Solved

Backup M365 into existing CommVault on premises environment.


Badge +1

Good Morning

We are in the investigation stage for backing up M365/O365 into our existing Commvault on premises environment.

I’ve read through CommVault Doc (Applications -> Office 365 -> Exchange Online) but still have a lot of questions.

 

First, is there a diagram out there that shows the architecture of M365 backup to on-prem? A picture is worth 1,000 words. This is my basic understanding, but a real diagram would be helpful: M365- > Access Nodes -> Media Agents -> Storage

 

Second, is there a particular CommVault version that we should be on? “Get on the latest version” isn’t necessarily a good answer. What version has features, improvement, bug fixes, performance that I should be aware of? Targeting LTS releases only (ie 20, 24, or 28).

 

Third, how integral is Content Indexing? We don’t currently do any Content Indexing for our environment. We found the amount of space and time it would take to index traditional server/filesystem backups doesn’t come close to the benefits we’d get from it.

 

Fourth, for an enterprise with ~7,000 users, help me understand the hardware requirements:

  • How many Access Nodes (streams) do I need, what are their requirements?
  • How many Index Servers do I need, what are their requirements?
  • How many Media Agents do I need, what are their requirements?
  • Can some roles be combined using the same servers, or should the roles be dedicated to specific servers?
  • What is the network/bandwidth load?
  • With only 10 (or 20?) streams per Access Node, it seems like I might need a farm of at least 20 servers just dedicated for this purpose. So combining this role with Index and Media Agent doesn’t seem feasible.

 

Fifth, my understanding is the licensing is a 1-time cost per user. This license includes everything associated with the user in M365 (Mailbox, Sharepoint, OneDrive, Teams, etc.). Is this correct? Are these user licenses recyclable, or do they get burned up once a user is assigned a license? In other words, is it “active amount of users being backed up” or do we need to buy a new license when someone retires and we re-hire the position?

icon

Best answer by Jos Meijer 18 August 2022, 23:06

View original

12 replies

Userlevel 7
Badge +23

Hi @Greg , thanks for the post!

I’ll likely need to reach out to some of our Products team about many of these questions, though I can answer a few now.

  1. I’ll check with our products team.  your Account Rep likely has all sorts of diagram style information they can share.
  2. You’re already thinking in the right way here.  I would suggest going to 11.28 (also known as 2022E).  this will ensure you’re within a supported release for the longest time.  Now, whether this is best for you is a more lengthy discussion that your Sales Engineer can assist with.  It’s entirely possible you have a legacy component that can only be backed up in an older release.  A great place to start is the What’s New and What’s Changed section of 11.28: https://documentation.commvault.com/2022e/expert/148756_commvault_platform_release_2022e.html
  3. Depends on your overall needs.  If you don’t think it’s worth the effort, then maybe not necessary.  I’ll confirm with a few folks and reply back if I missed anything it’s needed for.

Object point labels
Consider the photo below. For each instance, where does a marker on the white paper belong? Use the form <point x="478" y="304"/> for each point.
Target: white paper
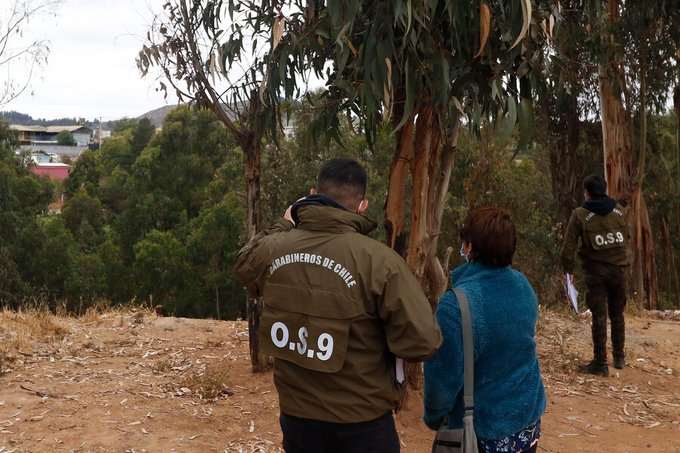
<point x="572" y="293"/>
<point x="399" y="369"/>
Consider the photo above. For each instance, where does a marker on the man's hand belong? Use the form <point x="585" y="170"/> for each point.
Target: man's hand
<point x="287" y="215"/>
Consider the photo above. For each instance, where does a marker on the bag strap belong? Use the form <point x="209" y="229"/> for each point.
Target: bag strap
<point x="468" y="350"/>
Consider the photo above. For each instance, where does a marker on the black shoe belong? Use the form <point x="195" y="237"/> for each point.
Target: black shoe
<point x="595" y="368"/>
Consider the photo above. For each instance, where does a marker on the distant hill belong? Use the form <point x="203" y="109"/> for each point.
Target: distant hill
<point x="14" y="117"/>
<point x="157" y="116"/>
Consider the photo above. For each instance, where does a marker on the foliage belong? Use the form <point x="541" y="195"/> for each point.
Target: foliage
<point x="14" y="17"/>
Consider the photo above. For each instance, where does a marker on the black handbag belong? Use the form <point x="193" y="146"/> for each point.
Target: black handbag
<point x="461" y="440"/>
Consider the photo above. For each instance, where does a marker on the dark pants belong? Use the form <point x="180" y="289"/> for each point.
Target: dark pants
<point x="606" y="295"/>
<point x="312" y="436"/>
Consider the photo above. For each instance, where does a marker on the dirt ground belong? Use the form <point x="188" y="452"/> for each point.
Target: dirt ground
<point x="134" y="382"/>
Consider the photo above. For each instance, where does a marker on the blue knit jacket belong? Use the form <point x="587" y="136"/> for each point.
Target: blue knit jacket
<point x="508" y="393"/>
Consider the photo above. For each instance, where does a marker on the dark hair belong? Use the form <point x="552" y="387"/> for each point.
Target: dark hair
<point x="343" y="180"/>
<point x="492" y="234"/>
<point x="595" y="185"/>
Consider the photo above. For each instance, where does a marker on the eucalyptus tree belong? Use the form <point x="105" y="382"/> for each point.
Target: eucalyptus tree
<point x="635" y="44"/>
<point x="17" y="54"/>
<point x="220" y="70"/>
<point x="421" y="66"/>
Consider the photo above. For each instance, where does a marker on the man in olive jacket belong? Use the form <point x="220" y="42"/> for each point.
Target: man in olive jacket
<point x="338" y="309"/>
<point x="603" y="235"/>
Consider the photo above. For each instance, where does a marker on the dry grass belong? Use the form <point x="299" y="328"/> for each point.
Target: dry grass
<point x="207" y="383"/>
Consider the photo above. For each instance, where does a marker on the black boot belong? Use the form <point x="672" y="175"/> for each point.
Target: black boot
<point x="597" y="368"/>
<point x="619" y="362"/>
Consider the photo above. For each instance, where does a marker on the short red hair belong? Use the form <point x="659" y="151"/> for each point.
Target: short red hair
<point x="492" y="234"/>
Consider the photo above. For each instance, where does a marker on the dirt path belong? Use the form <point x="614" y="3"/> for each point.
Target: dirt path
<point x="134" y="382"/>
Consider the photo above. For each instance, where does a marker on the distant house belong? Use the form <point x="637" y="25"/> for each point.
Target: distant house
<point x="44" y="138"/>
<point x="53" y="170"/>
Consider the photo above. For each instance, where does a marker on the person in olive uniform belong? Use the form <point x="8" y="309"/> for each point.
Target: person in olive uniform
<point x="603" y="234"/>
<point x="338" y="309"/>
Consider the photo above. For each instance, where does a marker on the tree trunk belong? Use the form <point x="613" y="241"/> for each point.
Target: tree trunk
<point x="431" y="163"/>
<point x="624" y="185"/>
<point x="395" y="203"/>
<point x="250" y="145"/>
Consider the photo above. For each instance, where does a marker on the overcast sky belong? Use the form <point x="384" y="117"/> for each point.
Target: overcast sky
<point x="91" y="71"/>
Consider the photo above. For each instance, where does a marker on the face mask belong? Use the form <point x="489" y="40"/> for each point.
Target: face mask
<point x="462" y="253"/>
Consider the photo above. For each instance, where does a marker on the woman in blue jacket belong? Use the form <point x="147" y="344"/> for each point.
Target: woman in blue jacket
<point x="509" y="398"/>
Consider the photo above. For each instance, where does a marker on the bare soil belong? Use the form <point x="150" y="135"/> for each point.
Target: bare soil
<point x="134" y="382"/>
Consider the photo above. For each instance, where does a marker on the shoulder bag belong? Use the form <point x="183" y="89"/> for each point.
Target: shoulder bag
<point x="461" y="440"/>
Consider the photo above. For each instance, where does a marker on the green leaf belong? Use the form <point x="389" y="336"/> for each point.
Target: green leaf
<point x="509" y="120"/>
<point x="525" y="116"/>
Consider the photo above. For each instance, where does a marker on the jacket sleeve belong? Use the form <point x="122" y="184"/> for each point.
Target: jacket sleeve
<point x="570" y="243"/>
<point x="411" y="330"/>
<point x="444" y="371"/>
<point x="253" y="259"/>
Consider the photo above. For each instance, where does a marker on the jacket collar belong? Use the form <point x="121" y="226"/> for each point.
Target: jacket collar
<point x="319" y="213"/>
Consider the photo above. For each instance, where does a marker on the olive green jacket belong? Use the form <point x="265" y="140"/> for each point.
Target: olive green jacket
<point x="337" y="308"/>
<point x="603" y="238"/>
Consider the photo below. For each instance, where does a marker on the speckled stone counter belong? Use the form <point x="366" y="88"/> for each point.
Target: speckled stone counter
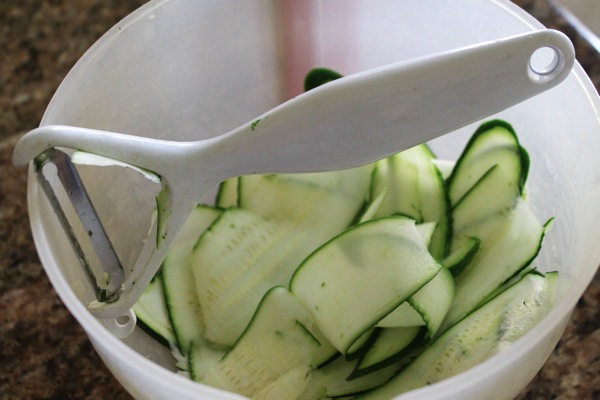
<point x="44" y="353"/>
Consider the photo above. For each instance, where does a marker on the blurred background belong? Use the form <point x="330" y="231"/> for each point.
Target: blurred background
<point x="44" y="353"/>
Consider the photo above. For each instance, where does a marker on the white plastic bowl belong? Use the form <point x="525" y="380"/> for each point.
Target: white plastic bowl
<point x="191" y="69"/>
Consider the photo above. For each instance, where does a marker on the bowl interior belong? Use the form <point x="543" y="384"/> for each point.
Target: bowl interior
<point x="189" y="70"/>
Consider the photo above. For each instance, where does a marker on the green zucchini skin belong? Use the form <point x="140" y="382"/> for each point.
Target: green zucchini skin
<point x="478" y="336"/>
<point x="404" y="266"/>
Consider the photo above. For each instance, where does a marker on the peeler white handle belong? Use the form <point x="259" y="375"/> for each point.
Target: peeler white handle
<point x="346" y="123"/>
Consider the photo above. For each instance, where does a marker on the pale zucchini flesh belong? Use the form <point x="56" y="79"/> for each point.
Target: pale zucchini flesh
<point x="360" y="276"/>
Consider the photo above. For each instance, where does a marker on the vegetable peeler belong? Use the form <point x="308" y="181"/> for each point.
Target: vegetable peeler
<point x="349" y="122"/>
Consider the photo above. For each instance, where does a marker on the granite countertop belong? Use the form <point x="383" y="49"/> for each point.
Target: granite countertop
<point x="44" y="353"/>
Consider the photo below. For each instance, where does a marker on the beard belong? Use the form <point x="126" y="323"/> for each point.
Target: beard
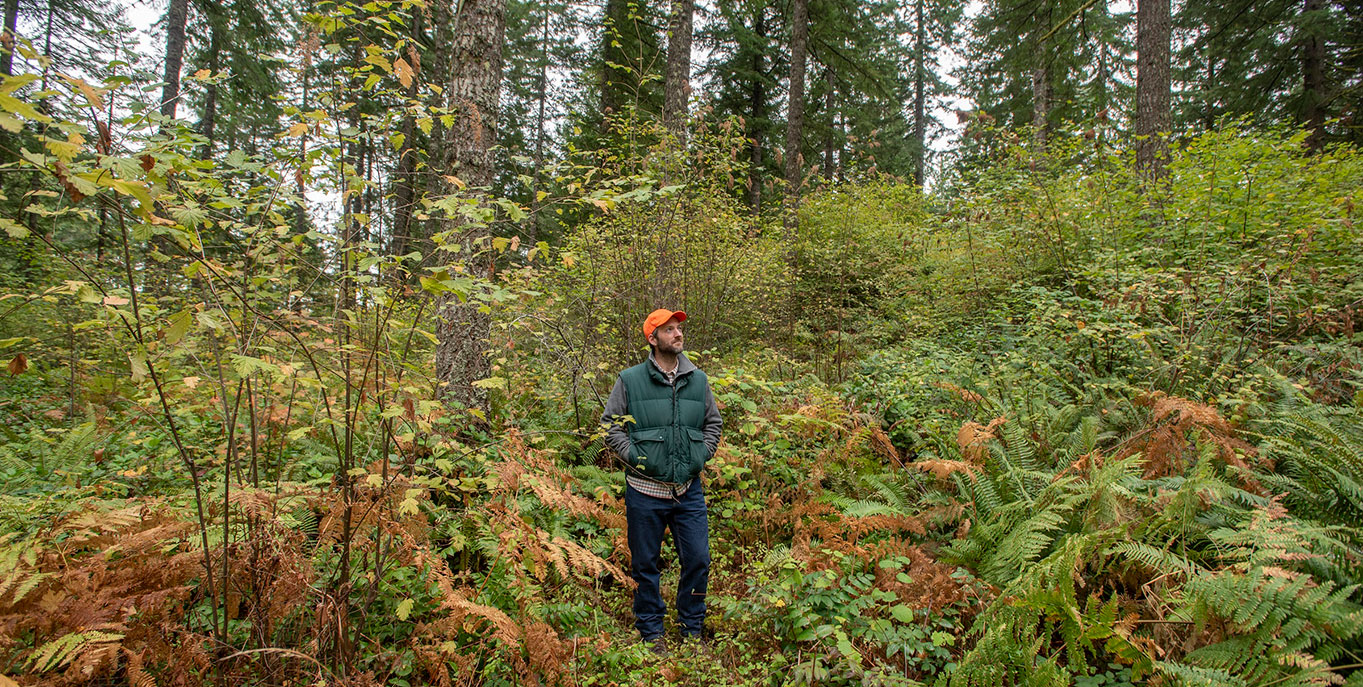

WRITTEN PROBLEM A = Return the stretch of the CommVault M365 backup thread above from "Third, how integral" through "Servers do I need, what are their requirements?", word for word.
WRITTEN PROBLEM B = Please resume the CommVault M365 backup thread above at the point where it stops.

RESPONSE A =
Third, how integral is Content Indexing? We don’t currently do any Content Indexing for our environment. We found the amount of space and time it would take to index traditional server/filesystem backups doesn’t come close to the benefits we’d get from it.

 

Fourth, for an enterprise with ~7,000 users, help me understand the hardware requirements:

  • How many Access Nodes (streams) do I need, what are their requirements?
  • How many Index Servers do I need, what are their requirements?

RESPONSE B =
  4. This can get complex, though we do have a few docs that outline ALL of the requirements, grouped by size (and even includes with or without CI!): https://documentation.commvault.com/2022e/essential/114521_guidelines_for_exchange_online_access_nodes.html  Start there and see if you have any questions afterwards (though for your best architecture advice, definitely ask your SE for their advice).
  5. You are correct on the 1 license per user.  Paid licenses are used, not consumed.  You use it as you are doing backups for that entity, and if you deconfigure that, you can reuse the license since it gets released.  Now, if you get any temp/trial licenses, those are consumed/burned once applied.  

I’m tagging in @Onno van den Berg and @Jos Meijer since these guys have a TON of experience and wisdom to add

Userlevel 7
Badge +23

I checked with the Products Manager.  She agrees for the specific questions, the best path would be your Account Team.

Userlevel 6
Badge +14

This shows a diagram 

https://documentation.commvault.com/11.26/expert/93783_exchange_mailbox_agent_architecture_user_mailbox_and_journal_mailbox.html

Note access nodes can be added easily at any time however most important sizing when beginning is index server. Noted here:

https://documentation.commvault.com/11.26/expert/28819_hardware_recommendations_for_index_server.html

Access node requirements:

https://documentation.commvault.com/11.26/expert/28821_user_mailbox_and_journal_mailbox_access_nodes.html

 

Badge +1

Thanks Scott. These links seems to be specific to On-Prem Exchange, but helpful no less.

 

I guess my biggest question still is regarding the Access Nodes: https://documentation.commvault.com/11.24/essential/125313_best_practices_for_exchange_online.html

20 streams, 20 service accounts (Basic Authentication) or 10 Azure Apps (Modern Authentication)

We will likely be using Modern Auth. What are these “Azure Apps” the Doc is referencing? Does Exchange Online count as 1 Azure App? And Teams and 1 Azure App?

If we go with Basic Auth, and we’ve completed the first initial full, about how long does each account/mailbox take on average (assuming no network bottleneck)? I understand Microsoft itself does the throttling, so this should be a common average between all customers.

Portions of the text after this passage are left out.